Task set:
a) In the Delhi travel piece, how long did the writer wait for baggage at the airport?
b) Please print the Delhi travel piece word for word, starting at "It's my third" and ending at "like an outsider.".
c) Carry on the Delhi travel piece from the point where it stops.

Source excerpt:

==================================================

It's my third morning in Delhi but already it feels like I've been here forever. So far, the smells and sounds of India remind me of the smells and sounds of Mexico. The congested streets with honking cars & motorcycles and the smell of burning wood used to light fires, all remind me of Mexican cities. It doesn't look or smell just like Mexico but the similarities are sufficient that I feel at home in Delhi.
The night I arrived, I was exhausted from having waited for two hours for my baggage at the airport but stepping out into the streets of Delhi felt so natural in a way that European cities never have that effect on me. I love Vienna but I still remember stepping out into the streets and feeling as if though I had arrived in a completely alien world. Eventually, it felt like home but always when I have returned I feel like an outsider.
I was worried that I'd feel that way in India. I worried that I would feel too much like an outsider and that I'd feel lost in this new culture. While I do feel that way to a certain degree, the feeling is more akin to the one I feel when I go to Mexico. It's home but not home. It feels uncomfortable but not too uncomfortable. It is welcoming but skeptical of me. It is feeling out of place but of belonging somehow.

==================================================

Stored records:

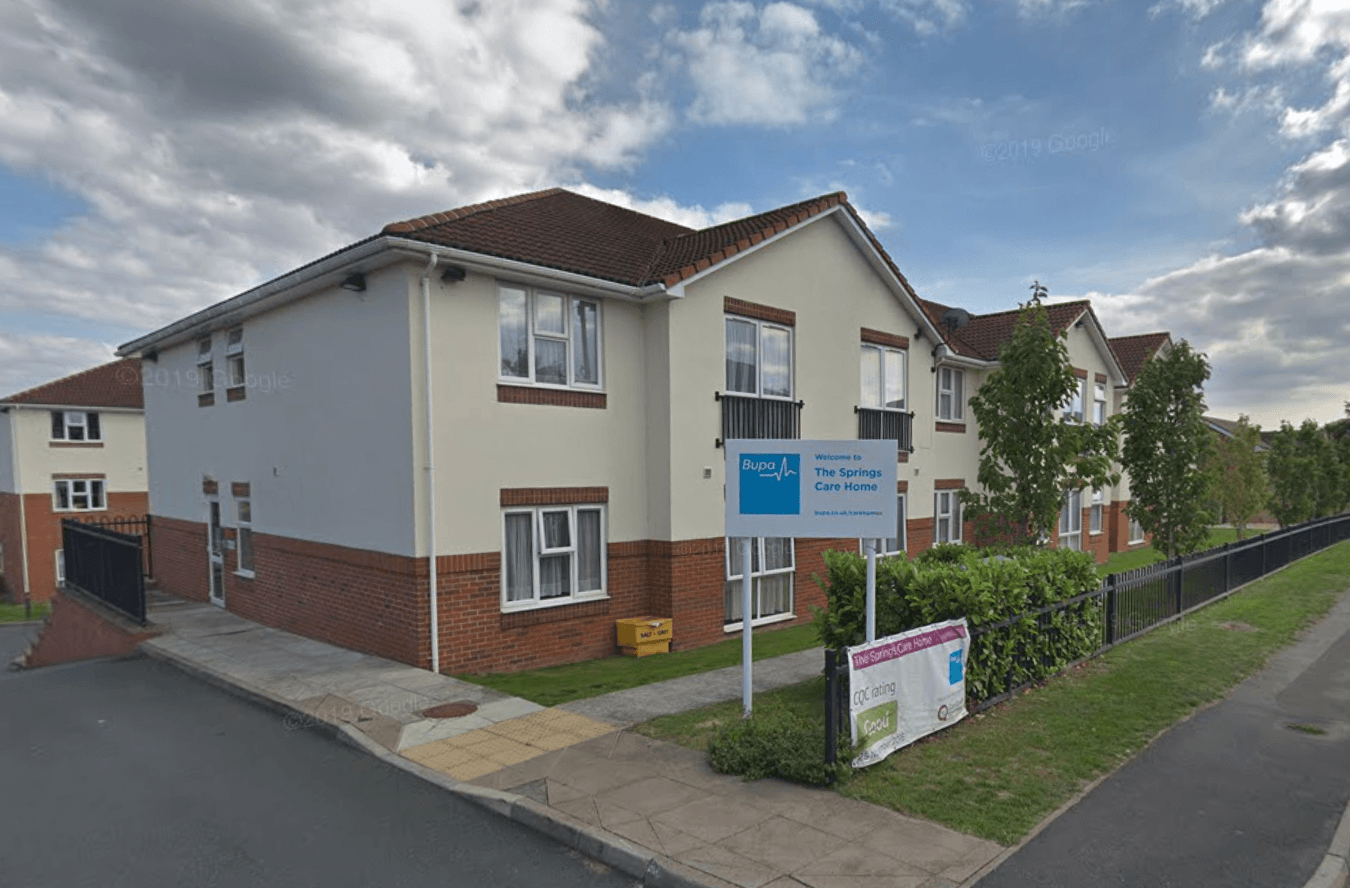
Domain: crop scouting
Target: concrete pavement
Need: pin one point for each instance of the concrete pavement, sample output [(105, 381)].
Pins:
[(650, 809)]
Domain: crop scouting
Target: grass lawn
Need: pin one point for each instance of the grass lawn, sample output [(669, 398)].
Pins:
[(1145, 555), (999, 773), (15, 613), (578, 680)]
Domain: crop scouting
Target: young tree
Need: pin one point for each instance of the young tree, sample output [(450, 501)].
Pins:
[(1237, 475), (1030, 454), (1165, 446)]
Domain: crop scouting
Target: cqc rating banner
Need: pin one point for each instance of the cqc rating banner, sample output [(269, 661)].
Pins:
[(905, 687)]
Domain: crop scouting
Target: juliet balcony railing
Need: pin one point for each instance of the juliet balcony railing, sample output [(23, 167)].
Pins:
[(747, 416), (886, 425)]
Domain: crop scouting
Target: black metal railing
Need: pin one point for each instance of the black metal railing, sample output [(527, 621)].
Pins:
[(104, 563), (747, 416), (131, 525), (886, 425), (1125, 606)]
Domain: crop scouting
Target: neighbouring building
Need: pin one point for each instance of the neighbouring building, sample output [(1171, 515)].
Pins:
[(72, 448), (532, 394)]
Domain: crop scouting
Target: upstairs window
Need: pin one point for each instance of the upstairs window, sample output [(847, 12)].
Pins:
[(76, 425), (235, 358), (205, 367), (548, 339), (883, 378), (759, 358), (951, 394)]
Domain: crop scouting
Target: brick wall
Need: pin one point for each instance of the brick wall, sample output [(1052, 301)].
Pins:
[(11, 540)]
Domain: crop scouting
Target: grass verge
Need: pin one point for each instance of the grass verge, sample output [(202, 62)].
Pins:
[(16, 614), (1145, 555), (579, 680), (999, 773)]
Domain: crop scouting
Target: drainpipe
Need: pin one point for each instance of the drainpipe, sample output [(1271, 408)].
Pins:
[(431, 468), (23, 514)]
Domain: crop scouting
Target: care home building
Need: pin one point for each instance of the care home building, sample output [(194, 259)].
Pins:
[(532, 394), (70, 448)]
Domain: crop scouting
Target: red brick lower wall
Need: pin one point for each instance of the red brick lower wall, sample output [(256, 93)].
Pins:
[(77, 630), (11, 541)]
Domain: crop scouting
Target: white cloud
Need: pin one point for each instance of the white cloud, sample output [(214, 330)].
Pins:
[(770, 65)]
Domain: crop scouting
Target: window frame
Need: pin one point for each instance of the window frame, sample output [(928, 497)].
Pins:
[(951, 516), (242, 528), (573, 551), (1071, 510), (205, 365), (89, 425), (69, 485), (951, 381), (756, 576), (235, 358), (567, 338), (760, 325), (883, 352)]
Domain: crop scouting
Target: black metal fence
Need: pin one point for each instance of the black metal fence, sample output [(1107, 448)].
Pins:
[(105, 564), (131, 525), (1126, 606)]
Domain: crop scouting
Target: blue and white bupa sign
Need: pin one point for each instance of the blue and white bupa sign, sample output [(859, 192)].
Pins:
[(810, 489)]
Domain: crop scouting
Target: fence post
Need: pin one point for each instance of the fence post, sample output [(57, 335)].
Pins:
[(1110, 609), (832, 728)]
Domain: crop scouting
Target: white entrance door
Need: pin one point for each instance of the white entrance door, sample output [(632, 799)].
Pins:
[(216, 552)]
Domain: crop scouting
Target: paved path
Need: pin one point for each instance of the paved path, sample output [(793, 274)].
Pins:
[(1230, 798), (130, 773), (643, 805)]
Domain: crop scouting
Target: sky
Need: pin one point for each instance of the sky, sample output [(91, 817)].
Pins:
[(1184, 163)]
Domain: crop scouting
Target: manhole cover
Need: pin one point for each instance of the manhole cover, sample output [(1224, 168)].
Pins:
[(451, 710)]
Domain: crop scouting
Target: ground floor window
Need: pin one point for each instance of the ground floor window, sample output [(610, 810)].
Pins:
[(1071, 521), (772, 566), (897, 544), (552, 555), (947, 516)]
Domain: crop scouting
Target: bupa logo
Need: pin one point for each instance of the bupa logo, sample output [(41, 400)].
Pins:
[(771, 483)]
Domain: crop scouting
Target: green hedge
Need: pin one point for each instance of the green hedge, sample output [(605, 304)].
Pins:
[(987, 587)]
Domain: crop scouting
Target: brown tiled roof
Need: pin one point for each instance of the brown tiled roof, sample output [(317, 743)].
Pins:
[(114, 385), (1133, 351), (986, 334), (560, 230)]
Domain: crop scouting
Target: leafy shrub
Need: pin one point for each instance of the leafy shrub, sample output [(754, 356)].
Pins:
[(986, 587), (775, 744)]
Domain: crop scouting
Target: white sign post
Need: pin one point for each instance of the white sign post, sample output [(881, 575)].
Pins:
[(807, 489)]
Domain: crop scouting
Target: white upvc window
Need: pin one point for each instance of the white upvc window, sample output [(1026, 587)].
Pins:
[(205, 366), (243, 536), (76, 425), (552, 555), (1071, 521), (235, 375), (897, 544), (951, 394), (772, 568), (883, 378), (548, 339), (947, 516), (78, 494), (759, 358), (1073, 406)]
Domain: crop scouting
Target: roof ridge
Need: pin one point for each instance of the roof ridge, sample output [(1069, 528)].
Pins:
[(14, 398), (461, 212)]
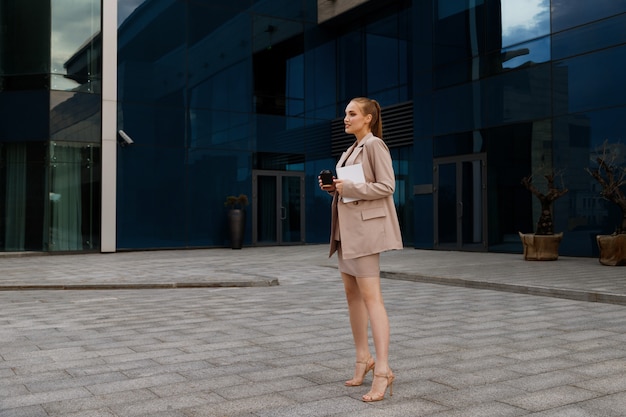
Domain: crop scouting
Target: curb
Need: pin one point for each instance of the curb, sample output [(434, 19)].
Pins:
[(576, 295), (148, 286)]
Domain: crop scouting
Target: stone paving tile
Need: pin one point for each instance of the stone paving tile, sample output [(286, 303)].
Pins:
[(285, 350)]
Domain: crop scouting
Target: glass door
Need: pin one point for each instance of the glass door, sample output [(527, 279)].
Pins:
[(277, 208), (460, 203)]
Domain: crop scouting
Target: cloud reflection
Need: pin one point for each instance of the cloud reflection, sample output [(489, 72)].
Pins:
[(524, 20)]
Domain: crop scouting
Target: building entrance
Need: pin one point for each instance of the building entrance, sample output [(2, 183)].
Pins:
[(460, 202), (278, 208)]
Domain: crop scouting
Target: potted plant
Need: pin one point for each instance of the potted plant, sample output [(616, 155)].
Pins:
[(236, 219), (543, 245), (610, 173)]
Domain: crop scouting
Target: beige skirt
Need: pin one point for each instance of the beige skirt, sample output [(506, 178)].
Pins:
[(363, 267)]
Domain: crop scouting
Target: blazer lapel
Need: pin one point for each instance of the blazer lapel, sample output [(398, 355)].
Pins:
[(345, 155)]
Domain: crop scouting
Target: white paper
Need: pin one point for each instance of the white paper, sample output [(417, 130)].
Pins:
[(353, 173)]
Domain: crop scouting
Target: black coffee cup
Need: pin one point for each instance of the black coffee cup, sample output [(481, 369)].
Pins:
[(327, 177)]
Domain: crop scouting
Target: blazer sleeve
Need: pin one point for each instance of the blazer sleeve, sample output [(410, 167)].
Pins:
[(380, 179)]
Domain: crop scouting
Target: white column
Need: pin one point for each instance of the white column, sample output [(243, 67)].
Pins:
[(108, 228)]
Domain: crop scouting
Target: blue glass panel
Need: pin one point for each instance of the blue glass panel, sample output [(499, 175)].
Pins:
[(320, 78), (568, 13), (589, 82), (517, 95), (450, 109), (76, 45), (151, 199), (19, 124), (599, 35), (382, 63), (212, 176), (349, 72), (577, 140), (75, 117), (153, 124)]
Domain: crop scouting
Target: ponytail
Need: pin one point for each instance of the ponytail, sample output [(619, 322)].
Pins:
[(371, 106)]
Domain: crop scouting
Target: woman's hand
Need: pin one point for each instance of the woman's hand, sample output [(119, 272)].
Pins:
[(338, 184)]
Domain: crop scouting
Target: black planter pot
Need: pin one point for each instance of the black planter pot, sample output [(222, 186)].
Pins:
[(237, 227)]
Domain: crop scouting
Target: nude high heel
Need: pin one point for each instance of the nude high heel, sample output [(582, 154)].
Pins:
[(368, 366), (379, 396)]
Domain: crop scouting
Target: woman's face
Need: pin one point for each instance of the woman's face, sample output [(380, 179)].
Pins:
[(355, 122)]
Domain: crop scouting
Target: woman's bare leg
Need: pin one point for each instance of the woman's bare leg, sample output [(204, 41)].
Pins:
[(371, 294), (358, 322)]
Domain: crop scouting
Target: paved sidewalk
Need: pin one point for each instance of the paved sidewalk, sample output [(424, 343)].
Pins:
[(263, 332), (574, 278)]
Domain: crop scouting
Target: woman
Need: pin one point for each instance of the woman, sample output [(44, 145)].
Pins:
[(360, 229)]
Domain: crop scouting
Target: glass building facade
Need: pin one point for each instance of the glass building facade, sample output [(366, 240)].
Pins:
[(247, 97)]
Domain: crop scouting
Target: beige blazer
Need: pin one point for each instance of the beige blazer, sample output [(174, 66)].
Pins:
[(369, 225)]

==================================================

The answers:
a) Two hours.

b)
It's my third morning in Delhi but already it feels like I've been here forever. So far, the smells and sounds of India remind me of the smells and sounds of Mexico. The congested streets with honking cars & motorcycles and the smell of burning wood used to light fires, all remind me of Mexican cities. It doesn't look or smell just like Mexico but the similarities are sufficient that I feel at home in Delhi.
The night I arrived, I was exhausted from having waited for two hours for my baggage at the airport but stepping out into the streets of Delhi felt so natural in a way that European cities never have that effect on me. I love Vienna but I still remember stepping out into the streets and feeling as if though I had arrived in a completely alien world. Eventually, it felt like home but always when I have returned I feel like an outsider.

c)
There are differences, however. At a glance, people in Mexico and most of Latin America deeply value beauty and appearance—not that Indians don't but for many of them it doesn't seem to be high on their list of priorities. I was talking about this with Dave. Dave thinks that it's because in countries like Mexico and the United States, physical appearance is put on display whereas in India it is not. Women here are discouraged from wearing short skirts or revealing clothing. They do not show off their legs or their cleavage or most of their bodies actually. They do not feel pressured to take great time and pains to groom themselves the way people in the United States or in Latin American countries feel pressured to do so.
Similarly, men have no incentive or pressure to go to the gym and pump iron until they are rippling and bulging with muscle. Despite the India media and Bollywood movies which encourage the Westernization standard of beauty, the people on TV and on film seem so far removed from most Indian's every day lives that they feel little pressure to build up muscles and show off legs. Given the effects Westernization and industrialization are having in cities like Delhi, I wonder how long this will last.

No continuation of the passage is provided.